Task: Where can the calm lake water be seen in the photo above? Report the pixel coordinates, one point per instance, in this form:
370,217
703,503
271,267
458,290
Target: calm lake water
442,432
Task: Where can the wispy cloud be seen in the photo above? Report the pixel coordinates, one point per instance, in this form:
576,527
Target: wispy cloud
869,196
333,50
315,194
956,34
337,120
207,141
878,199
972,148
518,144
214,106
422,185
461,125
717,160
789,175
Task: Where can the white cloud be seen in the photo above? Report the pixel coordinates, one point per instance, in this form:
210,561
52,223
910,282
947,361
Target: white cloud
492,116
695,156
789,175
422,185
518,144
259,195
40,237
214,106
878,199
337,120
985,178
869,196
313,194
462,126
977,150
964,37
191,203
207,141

----------

• [Required action]
Go through the material and copy each line that contains "coordinates".

• [Written reply]
Task: Where can the calm lake water be seen in the photo above? Report the pixel coordinates, one point per instance, in this form:
Task: Where can the wispy cloud be seen in the photo above? Report the pixel coordinates, one point per instance, in this form:
Task: Where can the white cloud be seen in the photo above? Report the pixel coordinates, one point per instance, in this form:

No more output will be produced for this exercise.